**What needs to be done:**
Keep to one stretch of the data below, the lines from the one with "box: [485, 374, 646, 470]" up to and including the one with "424L634 401L600 375L552", and return that stretch exactly.

===== Source material =====

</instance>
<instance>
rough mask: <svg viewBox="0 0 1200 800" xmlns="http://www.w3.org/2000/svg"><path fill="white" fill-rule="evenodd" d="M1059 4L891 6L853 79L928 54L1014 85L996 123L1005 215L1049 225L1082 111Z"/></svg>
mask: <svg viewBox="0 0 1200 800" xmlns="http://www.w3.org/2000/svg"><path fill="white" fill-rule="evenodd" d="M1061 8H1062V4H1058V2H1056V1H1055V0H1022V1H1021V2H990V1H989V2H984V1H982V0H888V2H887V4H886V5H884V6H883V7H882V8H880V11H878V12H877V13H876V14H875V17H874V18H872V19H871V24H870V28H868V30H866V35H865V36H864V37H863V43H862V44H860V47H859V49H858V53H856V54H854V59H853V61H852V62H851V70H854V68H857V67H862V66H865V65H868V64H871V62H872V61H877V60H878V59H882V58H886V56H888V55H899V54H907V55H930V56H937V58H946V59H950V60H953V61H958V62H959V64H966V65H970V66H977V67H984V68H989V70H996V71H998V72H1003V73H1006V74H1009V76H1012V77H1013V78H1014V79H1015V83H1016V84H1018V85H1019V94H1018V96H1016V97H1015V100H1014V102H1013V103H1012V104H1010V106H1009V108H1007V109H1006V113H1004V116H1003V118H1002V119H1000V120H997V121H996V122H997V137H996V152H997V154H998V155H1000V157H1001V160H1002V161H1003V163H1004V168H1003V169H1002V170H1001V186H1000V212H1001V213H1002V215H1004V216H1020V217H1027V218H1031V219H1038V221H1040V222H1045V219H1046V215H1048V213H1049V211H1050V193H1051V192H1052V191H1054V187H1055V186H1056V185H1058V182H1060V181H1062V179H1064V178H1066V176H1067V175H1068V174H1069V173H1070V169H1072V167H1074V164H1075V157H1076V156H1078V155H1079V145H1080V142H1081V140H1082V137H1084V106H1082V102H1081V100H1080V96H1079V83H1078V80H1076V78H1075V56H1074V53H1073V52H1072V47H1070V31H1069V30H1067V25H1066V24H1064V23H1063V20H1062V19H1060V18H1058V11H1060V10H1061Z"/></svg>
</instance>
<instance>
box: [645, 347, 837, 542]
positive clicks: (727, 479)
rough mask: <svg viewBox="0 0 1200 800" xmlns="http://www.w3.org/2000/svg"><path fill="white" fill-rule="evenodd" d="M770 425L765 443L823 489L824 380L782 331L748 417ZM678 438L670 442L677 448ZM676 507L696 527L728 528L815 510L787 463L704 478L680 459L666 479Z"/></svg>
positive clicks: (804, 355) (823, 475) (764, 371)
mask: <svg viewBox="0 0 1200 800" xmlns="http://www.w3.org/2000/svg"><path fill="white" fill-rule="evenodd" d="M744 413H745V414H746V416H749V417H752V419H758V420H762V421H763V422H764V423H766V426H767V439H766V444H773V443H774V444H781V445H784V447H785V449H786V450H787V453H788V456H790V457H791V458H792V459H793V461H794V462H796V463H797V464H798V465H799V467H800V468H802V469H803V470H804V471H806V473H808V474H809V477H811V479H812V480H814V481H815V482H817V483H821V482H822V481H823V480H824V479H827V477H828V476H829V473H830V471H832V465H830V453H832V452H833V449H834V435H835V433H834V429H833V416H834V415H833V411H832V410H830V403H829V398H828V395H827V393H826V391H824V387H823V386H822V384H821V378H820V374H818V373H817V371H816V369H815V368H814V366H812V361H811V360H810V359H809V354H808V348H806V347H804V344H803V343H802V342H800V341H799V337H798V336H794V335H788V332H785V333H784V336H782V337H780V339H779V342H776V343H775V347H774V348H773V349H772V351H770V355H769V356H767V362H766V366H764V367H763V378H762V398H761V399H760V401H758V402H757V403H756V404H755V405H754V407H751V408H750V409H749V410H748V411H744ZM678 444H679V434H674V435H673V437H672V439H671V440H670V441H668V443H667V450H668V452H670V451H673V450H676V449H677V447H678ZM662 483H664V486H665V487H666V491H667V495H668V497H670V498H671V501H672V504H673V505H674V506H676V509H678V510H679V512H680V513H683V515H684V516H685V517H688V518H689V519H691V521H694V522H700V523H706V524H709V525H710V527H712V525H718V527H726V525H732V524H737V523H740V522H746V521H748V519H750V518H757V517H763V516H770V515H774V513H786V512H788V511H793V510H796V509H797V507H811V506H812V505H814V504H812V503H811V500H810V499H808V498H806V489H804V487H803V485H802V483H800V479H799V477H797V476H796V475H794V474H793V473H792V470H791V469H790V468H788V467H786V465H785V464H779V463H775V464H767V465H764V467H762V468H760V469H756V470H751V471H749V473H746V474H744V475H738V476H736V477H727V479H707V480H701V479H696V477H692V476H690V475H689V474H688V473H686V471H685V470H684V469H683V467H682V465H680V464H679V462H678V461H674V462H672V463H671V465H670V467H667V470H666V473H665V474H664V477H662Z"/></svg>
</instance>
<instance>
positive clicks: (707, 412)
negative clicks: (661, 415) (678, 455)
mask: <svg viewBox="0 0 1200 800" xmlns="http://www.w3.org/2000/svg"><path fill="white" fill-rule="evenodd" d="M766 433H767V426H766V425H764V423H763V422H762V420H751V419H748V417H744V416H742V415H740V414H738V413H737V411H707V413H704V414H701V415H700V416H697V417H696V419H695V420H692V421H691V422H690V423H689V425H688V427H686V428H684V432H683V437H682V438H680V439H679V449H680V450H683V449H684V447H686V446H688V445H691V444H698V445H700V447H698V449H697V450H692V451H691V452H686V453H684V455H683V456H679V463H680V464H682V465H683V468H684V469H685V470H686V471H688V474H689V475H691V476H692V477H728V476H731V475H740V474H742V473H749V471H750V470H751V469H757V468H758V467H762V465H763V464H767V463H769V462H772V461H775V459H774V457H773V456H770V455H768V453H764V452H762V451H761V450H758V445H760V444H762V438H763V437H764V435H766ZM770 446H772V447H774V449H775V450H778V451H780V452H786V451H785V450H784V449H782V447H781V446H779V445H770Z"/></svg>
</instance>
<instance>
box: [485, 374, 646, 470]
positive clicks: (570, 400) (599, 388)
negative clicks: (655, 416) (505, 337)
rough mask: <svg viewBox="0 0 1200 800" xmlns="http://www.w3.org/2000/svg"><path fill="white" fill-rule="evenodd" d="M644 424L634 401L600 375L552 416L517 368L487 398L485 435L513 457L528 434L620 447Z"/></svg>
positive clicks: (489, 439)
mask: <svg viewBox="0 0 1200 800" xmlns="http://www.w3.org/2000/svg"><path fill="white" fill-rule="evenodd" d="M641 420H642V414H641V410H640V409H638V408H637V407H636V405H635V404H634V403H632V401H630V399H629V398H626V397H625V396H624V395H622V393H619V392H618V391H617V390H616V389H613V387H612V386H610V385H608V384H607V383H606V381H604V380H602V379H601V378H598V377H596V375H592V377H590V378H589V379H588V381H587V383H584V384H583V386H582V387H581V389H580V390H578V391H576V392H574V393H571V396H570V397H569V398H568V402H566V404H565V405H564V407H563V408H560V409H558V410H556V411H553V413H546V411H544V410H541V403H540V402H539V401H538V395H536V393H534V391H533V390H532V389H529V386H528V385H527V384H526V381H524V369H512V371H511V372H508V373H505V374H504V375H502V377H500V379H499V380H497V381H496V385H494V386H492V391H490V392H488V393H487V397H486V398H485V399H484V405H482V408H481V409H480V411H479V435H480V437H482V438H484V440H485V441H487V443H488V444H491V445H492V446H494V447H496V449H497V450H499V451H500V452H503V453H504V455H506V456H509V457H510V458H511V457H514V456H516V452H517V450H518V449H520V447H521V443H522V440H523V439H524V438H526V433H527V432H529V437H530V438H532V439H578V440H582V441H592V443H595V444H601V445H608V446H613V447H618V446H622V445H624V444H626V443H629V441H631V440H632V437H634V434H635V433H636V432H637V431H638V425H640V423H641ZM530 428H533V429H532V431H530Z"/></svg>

=====

**Written response:**
box: [485, 374, 646, 470]
positive clicks: (570, 400) (599, 388)
negative clicks: (655, 416) (505, 337)
rough mask: <svg viewBox="0 0 1200 800" xmlns="http://www.w3.org/2000/svg"><path fill="white" fill-rule="evenodd" d="M644 424L634 401L600 375L552 416L517 368L487 398L485 435L513 457L528 434L620 447Z"/></svg>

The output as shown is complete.